**Data excerpts:**
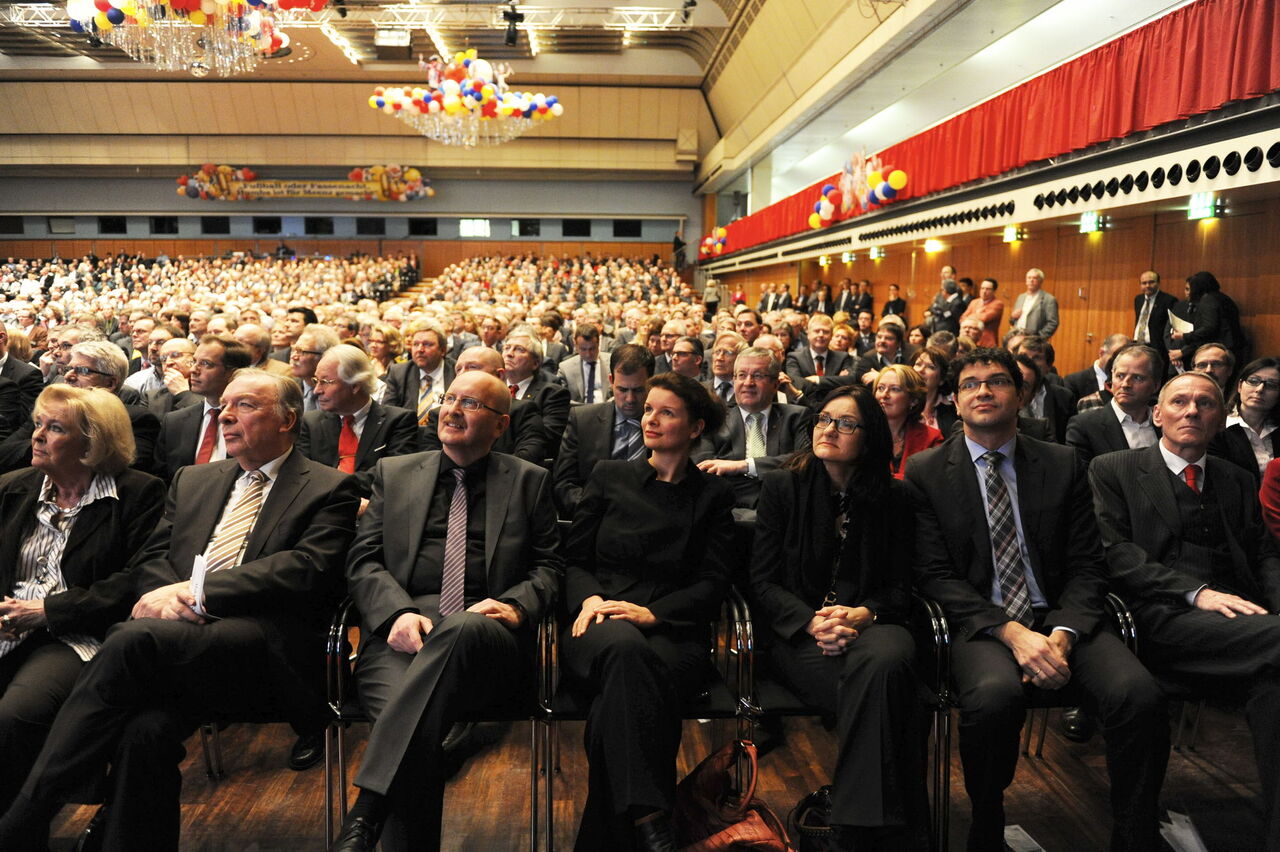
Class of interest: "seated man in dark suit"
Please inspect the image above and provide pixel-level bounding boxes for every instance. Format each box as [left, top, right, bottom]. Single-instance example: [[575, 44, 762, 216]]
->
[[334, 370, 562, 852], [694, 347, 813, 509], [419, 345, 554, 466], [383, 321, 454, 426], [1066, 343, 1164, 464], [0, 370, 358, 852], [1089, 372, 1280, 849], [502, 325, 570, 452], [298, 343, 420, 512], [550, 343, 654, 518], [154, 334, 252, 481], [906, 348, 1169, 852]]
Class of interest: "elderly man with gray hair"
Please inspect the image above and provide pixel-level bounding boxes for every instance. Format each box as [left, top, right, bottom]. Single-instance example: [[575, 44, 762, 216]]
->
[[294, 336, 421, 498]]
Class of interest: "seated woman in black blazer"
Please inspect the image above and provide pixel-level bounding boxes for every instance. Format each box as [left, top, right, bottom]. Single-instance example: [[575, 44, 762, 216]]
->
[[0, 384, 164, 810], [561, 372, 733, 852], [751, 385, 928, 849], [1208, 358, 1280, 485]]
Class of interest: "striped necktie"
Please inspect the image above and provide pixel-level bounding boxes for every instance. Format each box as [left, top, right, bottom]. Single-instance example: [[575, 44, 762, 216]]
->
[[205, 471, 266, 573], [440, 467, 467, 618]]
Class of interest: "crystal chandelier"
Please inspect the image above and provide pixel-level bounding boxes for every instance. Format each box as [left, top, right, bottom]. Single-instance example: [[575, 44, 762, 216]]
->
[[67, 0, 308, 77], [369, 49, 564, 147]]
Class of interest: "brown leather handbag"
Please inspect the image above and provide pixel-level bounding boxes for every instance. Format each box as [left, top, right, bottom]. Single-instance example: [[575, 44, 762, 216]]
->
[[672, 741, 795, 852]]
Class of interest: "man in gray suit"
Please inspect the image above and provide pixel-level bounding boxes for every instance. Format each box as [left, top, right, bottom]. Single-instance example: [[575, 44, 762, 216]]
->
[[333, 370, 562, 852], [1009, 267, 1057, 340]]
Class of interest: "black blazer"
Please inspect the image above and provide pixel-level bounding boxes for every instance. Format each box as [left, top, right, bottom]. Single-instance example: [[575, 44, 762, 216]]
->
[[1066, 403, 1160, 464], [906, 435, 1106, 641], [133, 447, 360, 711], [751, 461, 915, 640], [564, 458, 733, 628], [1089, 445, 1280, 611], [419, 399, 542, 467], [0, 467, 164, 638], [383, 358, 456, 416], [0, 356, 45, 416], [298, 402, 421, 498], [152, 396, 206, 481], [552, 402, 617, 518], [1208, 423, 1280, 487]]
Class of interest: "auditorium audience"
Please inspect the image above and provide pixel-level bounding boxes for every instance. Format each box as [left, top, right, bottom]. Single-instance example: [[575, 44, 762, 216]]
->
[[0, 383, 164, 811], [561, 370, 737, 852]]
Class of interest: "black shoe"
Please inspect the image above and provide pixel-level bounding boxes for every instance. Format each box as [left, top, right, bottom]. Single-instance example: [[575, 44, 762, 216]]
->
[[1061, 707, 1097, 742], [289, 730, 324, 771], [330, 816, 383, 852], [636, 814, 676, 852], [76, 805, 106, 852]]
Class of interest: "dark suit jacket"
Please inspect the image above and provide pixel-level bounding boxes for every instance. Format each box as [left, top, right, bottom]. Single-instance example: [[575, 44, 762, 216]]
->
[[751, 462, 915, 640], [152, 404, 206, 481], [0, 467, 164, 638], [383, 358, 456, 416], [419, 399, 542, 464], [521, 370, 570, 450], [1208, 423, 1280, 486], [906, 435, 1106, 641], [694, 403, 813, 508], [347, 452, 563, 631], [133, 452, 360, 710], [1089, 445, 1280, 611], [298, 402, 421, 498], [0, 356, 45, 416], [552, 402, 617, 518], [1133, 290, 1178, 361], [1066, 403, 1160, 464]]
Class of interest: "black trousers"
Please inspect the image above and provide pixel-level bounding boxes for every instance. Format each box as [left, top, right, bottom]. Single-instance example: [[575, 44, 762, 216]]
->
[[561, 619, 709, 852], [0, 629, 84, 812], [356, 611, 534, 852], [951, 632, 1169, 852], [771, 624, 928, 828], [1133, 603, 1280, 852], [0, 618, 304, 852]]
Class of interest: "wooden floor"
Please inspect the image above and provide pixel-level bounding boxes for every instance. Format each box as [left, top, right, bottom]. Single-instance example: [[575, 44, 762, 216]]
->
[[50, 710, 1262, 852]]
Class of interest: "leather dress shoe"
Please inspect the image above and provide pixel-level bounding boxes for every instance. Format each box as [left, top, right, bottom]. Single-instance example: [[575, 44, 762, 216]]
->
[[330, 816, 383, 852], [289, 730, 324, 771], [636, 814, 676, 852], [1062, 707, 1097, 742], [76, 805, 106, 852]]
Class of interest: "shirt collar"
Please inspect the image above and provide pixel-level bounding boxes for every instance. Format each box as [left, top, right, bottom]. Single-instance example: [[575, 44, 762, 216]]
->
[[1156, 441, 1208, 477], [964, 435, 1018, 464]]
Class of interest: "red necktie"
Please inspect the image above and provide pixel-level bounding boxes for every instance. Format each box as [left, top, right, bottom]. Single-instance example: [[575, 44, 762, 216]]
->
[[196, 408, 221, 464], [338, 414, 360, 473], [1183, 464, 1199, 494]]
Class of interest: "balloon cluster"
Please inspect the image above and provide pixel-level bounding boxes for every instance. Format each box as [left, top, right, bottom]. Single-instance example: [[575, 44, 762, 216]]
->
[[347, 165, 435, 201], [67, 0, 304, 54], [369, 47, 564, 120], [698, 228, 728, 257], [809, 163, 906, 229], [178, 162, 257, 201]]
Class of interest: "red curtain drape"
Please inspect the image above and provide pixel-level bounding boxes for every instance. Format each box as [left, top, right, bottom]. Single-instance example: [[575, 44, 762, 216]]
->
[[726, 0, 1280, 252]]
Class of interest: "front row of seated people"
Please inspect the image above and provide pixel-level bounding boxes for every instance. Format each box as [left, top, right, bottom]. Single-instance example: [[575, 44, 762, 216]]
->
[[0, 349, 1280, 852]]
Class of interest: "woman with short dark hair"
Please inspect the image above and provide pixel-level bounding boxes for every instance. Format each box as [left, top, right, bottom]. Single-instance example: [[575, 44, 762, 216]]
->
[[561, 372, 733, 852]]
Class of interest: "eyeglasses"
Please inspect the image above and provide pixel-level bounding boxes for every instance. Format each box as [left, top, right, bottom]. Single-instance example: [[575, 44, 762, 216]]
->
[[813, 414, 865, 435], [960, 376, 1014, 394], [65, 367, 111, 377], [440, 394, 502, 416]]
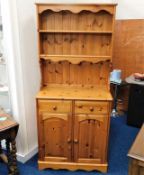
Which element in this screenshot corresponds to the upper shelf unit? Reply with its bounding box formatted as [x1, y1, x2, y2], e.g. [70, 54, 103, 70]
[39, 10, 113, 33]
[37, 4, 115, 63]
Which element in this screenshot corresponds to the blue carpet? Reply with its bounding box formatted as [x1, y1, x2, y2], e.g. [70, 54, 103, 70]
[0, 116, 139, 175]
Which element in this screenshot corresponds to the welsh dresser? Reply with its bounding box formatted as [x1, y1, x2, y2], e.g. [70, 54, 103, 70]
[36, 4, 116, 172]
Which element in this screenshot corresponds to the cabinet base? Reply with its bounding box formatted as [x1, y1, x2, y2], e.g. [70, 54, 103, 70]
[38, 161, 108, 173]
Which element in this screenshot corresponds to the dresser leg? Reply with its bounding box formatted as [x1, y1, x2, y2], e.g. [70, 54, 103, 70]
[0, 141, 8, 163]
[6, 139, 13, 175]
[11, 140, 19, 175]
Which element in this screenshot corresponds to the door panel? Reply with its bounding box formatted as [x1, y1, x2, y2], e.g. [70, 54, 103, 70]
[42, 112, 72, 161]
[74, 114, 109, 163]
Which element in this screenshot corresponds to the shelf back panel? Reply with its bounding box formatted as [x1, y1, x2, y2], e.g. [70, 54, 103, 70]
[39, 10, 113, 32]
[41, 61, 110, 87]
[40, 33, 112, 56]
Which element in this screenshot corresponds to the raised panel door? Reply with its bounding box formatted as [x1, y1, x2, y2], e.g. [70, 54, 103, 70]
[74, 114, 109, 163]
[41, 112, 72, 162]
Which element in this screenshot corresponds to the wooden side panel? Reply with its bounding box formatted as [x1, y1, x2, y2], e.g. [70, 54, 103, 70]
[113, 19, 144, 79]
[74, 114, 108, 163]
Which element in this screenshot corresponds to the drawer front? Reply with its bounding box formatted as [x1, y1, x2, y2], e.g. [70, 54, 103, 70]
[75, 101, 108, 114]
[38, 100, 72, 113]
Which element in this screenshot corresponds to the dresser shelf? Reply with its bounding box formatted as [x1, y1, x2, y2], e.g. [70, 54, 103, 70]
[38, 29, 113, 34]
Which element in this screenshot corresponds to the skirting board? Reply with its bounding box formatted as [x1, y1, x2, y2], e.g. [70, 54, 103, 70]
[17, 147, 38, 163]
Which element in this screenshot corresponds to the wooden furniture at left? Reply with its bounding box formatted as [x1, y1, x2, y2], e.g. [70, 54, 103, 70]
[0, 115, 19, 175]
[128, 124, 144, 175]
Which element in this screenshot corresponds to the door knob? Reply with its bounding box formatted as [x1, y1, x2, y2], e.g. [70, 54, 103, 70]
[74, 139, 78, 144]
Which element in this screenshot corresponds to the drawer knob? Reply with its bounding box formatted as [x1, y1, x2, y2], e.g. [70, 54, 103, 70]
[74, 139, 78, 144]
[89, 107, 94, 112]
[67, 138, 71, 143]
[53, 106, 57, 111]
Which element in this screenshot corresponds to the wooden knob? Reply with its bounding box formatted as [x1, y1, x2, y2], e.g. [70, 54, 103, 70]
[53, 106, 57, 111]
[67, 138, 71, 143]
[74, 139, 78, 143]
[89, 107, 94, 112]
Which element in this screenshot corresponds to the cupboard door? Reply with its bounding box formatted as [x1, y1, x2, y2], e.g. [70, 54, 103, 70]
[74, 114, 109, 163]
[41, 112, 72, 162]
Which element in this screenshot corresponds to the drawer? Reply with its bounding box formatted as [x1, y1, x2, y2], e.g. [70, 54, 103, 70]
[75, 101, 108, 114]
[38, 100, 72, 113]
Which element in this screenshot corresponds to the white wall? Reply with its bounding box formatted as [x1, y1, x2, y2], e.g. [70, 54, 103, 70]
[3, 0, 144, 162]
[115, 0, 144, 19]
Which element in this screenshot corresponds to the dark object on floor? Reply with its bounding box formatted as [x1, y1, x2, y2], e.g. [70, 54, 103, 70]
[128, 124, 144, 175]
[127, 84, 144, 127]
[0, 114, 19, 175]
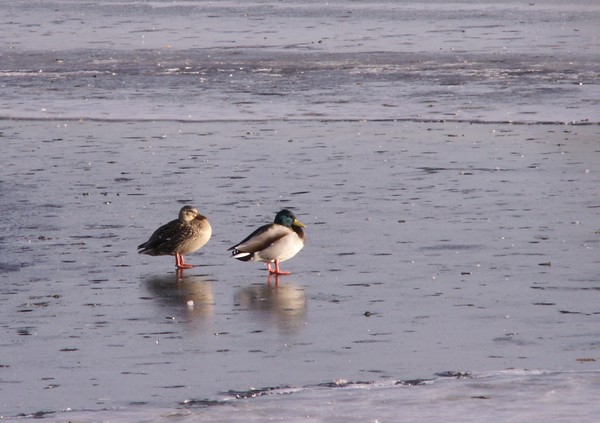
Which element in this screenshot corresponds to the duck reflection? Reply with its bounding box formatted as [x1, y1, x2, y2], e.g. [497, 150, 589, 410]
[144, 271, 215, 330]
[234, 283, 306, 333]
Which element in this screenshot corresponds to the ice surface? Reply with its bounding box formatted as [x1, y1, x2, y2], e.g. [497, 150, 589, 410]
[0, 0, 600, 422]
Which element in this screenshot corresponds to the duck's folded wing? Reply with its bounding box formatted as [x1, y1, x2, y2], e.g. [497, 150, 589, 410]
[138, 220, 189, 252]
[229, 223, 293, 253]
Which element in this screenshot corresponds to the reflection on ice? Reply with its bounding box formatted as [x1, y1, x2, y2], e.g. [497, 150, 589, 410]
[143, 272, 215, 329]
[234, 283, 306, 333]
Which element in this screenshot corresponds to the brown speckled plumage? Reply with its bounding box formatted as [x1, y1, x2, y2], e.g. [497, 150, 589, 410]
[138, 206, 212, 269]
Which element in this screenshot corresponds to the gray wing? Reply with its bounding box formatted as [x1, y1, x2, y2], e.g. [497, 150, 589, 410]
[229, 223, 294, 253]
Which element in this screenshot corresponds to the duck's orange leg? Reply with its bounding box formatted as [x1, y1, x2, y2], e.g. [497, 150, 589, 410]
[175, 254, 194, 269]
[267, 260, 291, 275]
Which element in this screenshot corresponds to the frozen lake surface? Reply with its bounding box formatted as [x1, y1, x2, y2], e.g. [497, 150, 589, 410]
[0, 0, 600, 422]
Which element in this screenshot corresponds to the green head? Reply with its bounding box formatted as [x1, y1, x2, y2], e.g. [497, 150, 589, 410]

**Requirements:** Copy out the records word for word, from the line with "Which element in this screenshot corresponds to the frozen" up to and including the last line of the records.

**Expected answer:**
Which element in this screenshot corresponds to the frozen lake surface? Reply with its bounding box formatted as [x1, y1, x2, y2], e.g. [497, 150, 589, 410]
[0, 0, 600, 422]
Which element in this screenshot corresponds to the green head? Reply with its bounding box formatted as [x1, y1, x2, y2], e.g. [497, 150, 589, 410]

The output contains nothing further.